What you are asked to do:
Copy every one of the entries below line for line, without changing a single character.

Records to use:
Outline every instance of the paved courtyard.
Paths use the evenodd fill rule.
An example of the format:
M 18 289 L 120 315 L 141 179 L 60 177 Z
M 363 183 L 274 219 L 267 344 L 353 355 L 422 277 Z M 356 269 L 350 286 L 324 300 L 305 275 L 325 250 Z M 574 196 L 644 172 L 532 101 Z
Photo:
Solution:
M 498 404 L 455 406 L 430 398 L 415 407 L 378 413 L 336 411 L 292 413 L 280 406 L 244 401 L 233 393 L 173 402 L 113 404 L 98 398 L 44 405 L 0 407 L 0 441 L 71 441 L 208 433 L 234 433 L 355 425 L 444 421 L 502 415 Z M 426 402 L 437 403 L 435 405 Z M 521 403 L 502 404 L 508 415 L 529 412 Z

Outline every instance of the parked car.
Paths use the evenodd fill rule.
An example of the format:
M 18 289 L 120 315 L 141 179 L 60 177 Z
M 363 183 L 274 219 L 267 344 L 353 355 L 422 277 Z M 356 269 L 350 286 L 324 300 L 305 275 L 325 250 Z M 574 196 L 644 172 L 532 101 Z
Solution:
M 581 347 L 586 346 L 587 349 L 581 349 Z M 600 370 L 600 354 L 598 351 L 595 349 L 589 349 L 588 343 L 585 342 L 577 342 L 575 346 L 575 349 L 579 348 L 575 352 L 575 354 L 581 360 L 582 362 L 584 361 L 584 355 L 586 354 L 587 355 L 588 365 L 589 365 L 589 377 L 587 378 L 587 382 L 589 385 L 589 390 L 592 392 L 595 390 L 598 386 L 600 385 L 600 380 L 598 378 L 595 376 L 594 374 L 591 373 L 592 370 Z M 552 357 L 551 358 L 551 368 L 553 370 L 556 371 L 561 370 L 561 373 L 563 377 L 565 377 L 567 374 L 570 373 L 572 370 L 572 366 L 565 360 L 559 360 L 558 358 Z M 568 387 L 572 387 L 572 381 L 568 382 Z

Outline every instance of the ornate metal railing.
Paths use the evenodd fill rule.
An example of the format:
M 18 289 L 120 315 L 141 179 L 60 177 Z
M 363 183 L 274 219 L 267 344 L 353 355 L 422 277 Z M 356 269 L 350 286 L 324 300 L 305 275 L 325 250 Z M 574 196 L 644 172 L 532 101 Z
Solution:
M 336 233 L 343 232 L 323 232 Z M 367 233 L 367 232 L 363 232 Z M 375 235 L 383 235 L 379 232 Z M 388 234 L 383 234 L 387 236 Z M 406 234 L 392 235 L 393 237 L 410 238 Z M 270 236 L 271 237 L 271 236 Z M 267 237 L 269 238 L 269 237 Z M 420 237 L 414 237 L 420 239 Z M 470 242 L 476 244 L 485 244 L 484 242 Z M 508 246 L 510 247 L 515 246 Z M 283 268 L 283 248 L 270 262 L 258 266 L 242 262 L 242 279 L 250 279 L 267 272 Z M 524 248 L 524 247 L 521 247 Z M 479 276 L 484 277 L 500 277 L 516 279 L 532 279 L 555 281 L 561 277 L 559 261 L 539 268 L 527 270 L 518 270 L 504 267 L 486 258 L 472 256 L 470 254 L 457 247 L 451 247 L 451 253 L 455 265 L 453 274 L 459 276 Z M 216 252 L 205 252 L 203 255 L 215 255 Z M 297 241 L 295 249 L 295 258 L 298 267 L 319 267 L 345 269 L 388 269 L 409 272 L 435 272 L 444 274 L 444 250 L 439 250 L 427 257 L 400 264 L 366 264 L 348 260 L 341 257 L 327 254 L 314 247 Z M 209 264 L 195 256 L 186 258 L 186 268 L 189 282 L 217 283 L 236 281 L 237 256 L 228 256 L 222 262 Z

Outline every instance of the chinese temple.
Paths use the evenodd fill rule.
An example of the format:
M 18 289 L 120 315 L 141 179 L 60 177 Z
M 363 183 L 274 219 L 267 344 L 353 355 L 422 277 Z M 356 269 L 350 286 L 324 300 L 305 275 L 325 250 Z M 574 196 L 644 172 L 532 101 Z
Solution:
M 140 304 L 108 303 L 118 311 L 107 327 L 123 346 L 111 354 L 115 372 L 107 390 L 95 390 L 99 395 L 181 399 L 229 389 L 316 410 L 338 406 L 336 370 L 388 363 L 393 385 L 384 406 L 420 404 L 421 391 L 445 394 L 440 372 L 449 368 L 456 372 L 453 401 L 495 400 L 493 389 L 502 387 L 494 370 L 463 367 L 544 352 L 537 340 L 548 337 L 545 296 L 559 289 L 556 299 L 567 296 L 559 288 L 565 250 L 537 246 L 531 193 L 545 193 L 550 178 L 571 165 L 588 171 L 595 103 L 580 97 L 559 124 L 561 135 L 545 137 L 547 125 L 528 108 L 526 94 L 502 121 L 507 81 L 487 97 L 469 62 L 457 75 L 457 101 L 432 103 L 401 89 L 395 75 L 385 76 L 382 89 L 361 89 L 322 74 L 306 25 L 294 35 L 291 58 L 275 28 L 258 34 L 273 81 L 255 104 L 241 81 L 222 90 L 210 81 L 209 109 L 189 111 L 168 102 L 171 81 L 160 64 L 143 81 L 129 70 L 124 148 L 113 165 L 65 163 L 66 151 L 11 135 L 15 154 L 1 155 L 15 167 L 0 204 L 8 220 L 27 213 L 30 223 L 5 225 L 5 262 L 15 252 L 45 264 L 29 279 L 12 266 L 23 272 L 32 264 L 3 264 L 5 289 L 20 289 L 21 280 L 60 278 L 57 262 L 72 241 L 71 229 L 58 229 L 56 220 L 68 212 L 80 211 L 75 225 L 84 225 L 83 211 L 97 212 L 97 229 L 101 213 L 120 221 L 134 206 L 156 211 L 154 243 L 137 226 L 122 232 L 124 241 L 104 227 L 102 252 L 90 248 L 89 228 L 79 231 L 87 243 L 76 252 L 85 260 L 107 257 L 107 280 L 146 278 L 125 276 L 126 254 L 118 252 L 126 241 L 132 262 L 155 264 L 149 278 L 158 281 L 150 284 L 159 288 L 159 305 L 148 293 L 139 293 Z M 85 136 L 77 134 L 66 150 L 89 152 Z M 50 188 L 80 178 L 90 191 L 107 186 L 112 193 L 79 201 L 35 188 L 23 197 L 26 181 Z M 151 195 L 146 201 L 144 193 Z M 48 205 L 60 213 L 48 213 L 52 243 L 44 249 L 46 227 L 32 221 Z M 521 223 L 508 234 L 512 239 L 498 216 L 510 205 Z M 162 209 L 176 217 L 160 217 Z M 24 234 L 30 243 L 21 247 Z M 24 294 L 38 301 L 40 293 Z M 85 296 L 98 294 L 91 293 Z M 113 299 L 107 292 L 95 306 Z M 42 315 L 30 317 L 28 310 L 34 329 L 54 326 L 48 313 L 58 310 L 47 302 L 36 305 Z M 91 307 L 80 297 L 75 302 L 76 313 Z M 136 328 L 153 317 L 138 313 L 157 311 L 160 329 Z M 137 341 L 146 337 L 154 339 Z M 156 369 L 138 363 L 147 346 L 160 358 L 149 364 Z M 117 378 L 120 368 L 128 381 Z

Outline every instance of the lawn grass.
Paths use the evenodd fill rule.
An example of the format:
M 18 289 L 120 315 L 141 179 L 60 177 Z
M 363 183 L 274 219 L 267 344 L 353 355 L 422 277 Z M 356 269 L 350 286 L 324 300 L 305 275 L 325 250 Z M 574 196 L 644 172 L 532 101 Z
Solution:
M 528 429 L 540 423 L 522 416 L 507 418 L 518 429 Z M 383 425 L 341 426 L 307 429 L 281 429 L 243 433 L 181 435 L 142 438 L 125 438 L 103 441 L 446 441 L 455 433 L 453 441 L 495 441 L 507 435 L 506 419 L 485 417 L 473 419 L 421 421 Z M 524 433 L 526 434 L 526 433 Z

Exercise answer:
Outline every instance of the paved courtyard.
Paths use the evenodd fill rule.
An example of the format:
M 18 289 L 120 315 L 141 179 L 60 177 Z
M 363 183 L 274 219 L 267 344 L 353 355 L 422 277 Z M 356 269 L 350 286 L 324 300 L 305 275 L 325 250 Z M 574 196 L 644 172 L 532 101 Z
Photo:
Solution:
M 498 404 L 455 406 L 430 398 L 415 407 L 378 413 L 336 411 L 292 413 L 280 406 L 244 401 L 233 393 L 173 402 L 113 404 L 98 398 L 44 405 L 0 407 L 0 441 L 71 441 L 208 433 L 234 433 L 355 425 L 444 421 L 502 415 Z M 426 402 L 437 403 L 435 405 Z M 521 403 L 502 404 L 508 415 L 529 412 Z

Outline every instance of the parked car.
Paths use the evenodd fill rule.
An example of the format:
M 18 289 L 120 315 L 141 179 L 60 177 Z
M 363 183 L 274 219 L 267 344 L 353 355 L 422 277 Z M 356 269 L 350 286 L 324 300 L 305 275 L 325 250 Z M 574 196 L 644 172 L 532 101 Z
Solution:
M 581 347 L 586 346 L 587 349 L 581 349 Z M 600 370 L 600 354 L 598 351 L 595 349 L 589 349 L 588 343 L 585 342 L 577 342 L 575 346 L 575 349 L 579 348 L 575 352 L 575 354 L 581 360 L 582 362 L 584 361 L 584 355 L 586 354 L 587 355 L 588 365 L 589 365 L 589 377 L 587 378 L 587 382 L 589 385 L 589 390 L 592 392 L 595 390 L 598 386 L 600 385 L 600 380 L 598 378 L 595 376 L 594 374 L 591 373 L 592 370 Z M 552 357 L 551 358 L 551 368 L 553 370 L 556 371 L 561 370 L 561 373 L 563 377 L 565 377 L 567 374 L 570 373 L 572 370 L 572 366 L 565 360 L 559 360 L 558 358 Z M 568 387 L 572 387 L 572 381 L 568 382 Z

Outline every instance of the ornate metal railing.
Paths use the evenodd fill rule.
An example of the format:
M 18 289 L 120 315 L 141 179 L 60 177 Z
M 363 183 L 274 219 L 267 344 L 353 355 L 422 277 Z M 356 269 L 350 286 L 324 300 L 305 275 L 325 250 Z M 574 196 L 644 172 L 532 101 Z
Solution:
M 336 233 L 343 232 L 323 232 Z M 367 233 L 367 232 L 363 232 Z M 375 235 L 383 235 L 379 232 Z M 388 234 L 383 234 L 387 236 Z M 406 234 L 392 235 L 393 237 L 410 238 Z M 270 236 L 271 237 L 271 236 Z M 267 237 L 269 238 L 269 237 Z M 420 237 L 414 237 L 420 239 Z M 470 242 L 476 244 L 485 244 L 484 242 Z M 508 246 L 510 247 L 515 246 Z M 283 268 L 283 248 L 270 262 L 258 266 L 242 262 L 242 279 L 250 279 L 267 272 Z M 524 248 L 524 247 L 521 247 Z M 479 276 L 484 277 L 500 277 L 516 279 L 532 279 L 555 281 L 561 277 L 559 261 L 539 268 L 527 270 L 518 270 L 504 267 L 486 258 L 472 256 L 470 254 L 457 247 L 451 247 L 451 253 L 455 265 L 453 274 L 459 276 Z M 216 252 L 205 252 L 203 255 L 215 255 Z M 297 241 L 295 249 L 295 258 L 298 267 L 319 267 L 345 269 L 388 269 L 409 272 L 435 272 L 444 274 L 444 250 L 439 250 L 427 257 L 400 264 L 366 264 L 348 260 L 341 257 L 327 254 L 314 247 Z M 209 264 L 195 256 L 186 258 L 186 268 L 189 282 L 217 283 L 236 281 L 237 256 L 228 256 L 222 262 Z

Outline every instance of the chinese temple.
Paths use the evenodd fill rule.
An example of the format:
M 18 289 L 120 315 L 141 179 L 60 177 Z
M 363 183 L 274 219 L 267 344 L 353 355 L 422 277 Z M 356 269 L 350 286 L 324 300 L 305 275 L 325 250 Z M 574 196 L 644 172 L 532 101 Z
Solution:
M 140 304 L 108 303 L 118 311 L 107 327 L 123 346 L 111 354 L 115 372 L 107 390 L 95 390 L 99 395 L 181 399 L 229 389 L 316 410 L 338 406 L 336 370 L 388 363 L 393 385 L 384 406 L 420 404 L 421 391 L 445 394 L 440 372 L 449 368 L 456 372 L 453 401 L 495 400 L 493 389 L 502 387 L 494 370 L 463 367 L 544 352 L 537 340 L 548 337 L 545 296 L 559 289 L 556 299 L 567 296 L 559 288 L 565 250 L 537 246 L 531 193 L 545 193 L 550 178 L 571 165 L 588 171 L 595 103 L 580 97 L 559 124 L 561 135 L 545 137 L 547 125 L 528 108 L 526 94 L 502 121 L 507 81 L 487 97 L 469 62 L 457 75 L 457 101 L 432 103 L 401 89 L 395 75 L 385 76 L 382 89 L 361 89 L 322 74 L 306 25 L 294 35 L 291 58 L 275 28 L 258 34 L 273 81 L 255 104 L 241 81 L 222 90 L 210 81 L 209 109 L 189 111 L 168 102 L 171 81 L 160 64 L 143 81 L 129 70 L 124 148 L 113 165 L 65 163 L 66 151 L 11 135 L 15 154 L 1 155 L 15 167 L 0 204 L 8 220 L 27 213 L 30 223 L 5 225 L 5 262 L 15 252 L 45 264 L 29 279 L 12 266 L 23 272 L 32 264 L 3 264 L 5 289 L 20 289 L 21 280 L 60 278 L 57 262 L 72 241 L 71 229 L 58 229 L 56 220 L 68 212 L 80 211 L 75 225 L 84 225 L 83 211 L 97 212 L 97 229 L 101 213 L 120 221 L 134 206 L 156 211 L 154 243 L 137 226 L 122 232 L 124 241 L 104 227 L 102 252 L 90 248 L 89 228 L 79 231 L 87 243 L 76 252 L 85 260 L 107 257 L 107 280 L 146 278 L 125 276 L 126 254 L 118 252 L 126 241 L 132 262 L 155 264 L 149 278 L 158 281 L 150 284 L 159 288 L 159 305 L 148 293 L 139 293 Z M 85 136 L 77 134 L 66 150 L 89 152 Z M 50 188 L 80 178 L 90 191 L 107 186 L 112 193 L 79 201 L 35 188 L 23 197 L 26 181 Z M 151 195 L 146 201 L 144 193 Z M 48 205 L 60 213 L 48 213 L 52 243 L 44 249 L 46 227 L 32 221 Z M 521 223 L 508 234 L 512 239 L 498 216 L 510 205 Z M 162 209 L 176 217 L 160 217 Z M 24 234 L 30 243 L 21 247 Z M 24 294 L 38 301 L 40 293 Z M 85 296 L 98 294 L 91 293 Z M 113 299 L 107 292 L 95 306 Z M 42 315 L 30 317 L 28 310 L 34 329 L 54 326 L 48 313 L 58 310 L 47 302 L 36 305 Z M 91 307 L 80 297 L 75 302 L 76 313 Z M 136 328 L 153 317 L 138 313 L 157 311 L 160 329 Z M 137 341 L 146 337 L 154 339 Z M 156 369 L 138 363 L 147 346 L 160 358 L 149 364 Z M 117 378 L 120 368 L 128 381 Z

Outline every instance of the lawn grass.
Paths use the evenodd fill rule.
An example of the format:
M 18 289 L 120 315 L 141 179 L 60 177 Z
M 363 183 L 274 219 L 267 344 L 353 355 L 422 277 Z M 356 269 L 350 286 L 324 300 L 305 275 L 325 250 Z M 574 196 L 644 172 L 532 101 Z
Solution:
M 528 429 L 540 423 L 522 416 L 507 418 L 518 429 Z M 383 425 L 341 426 L 307 429 L 281 429 L 243 433 L 181 435 L 142 438 L 125 438 L 103 441 L 446 441 L 455 433 L 453 441 L 495 441 L 507 435 L 506 419 L 485 417 L 473 419 L 421 421 Z M 524 433 L 526 434 L 526 433 Z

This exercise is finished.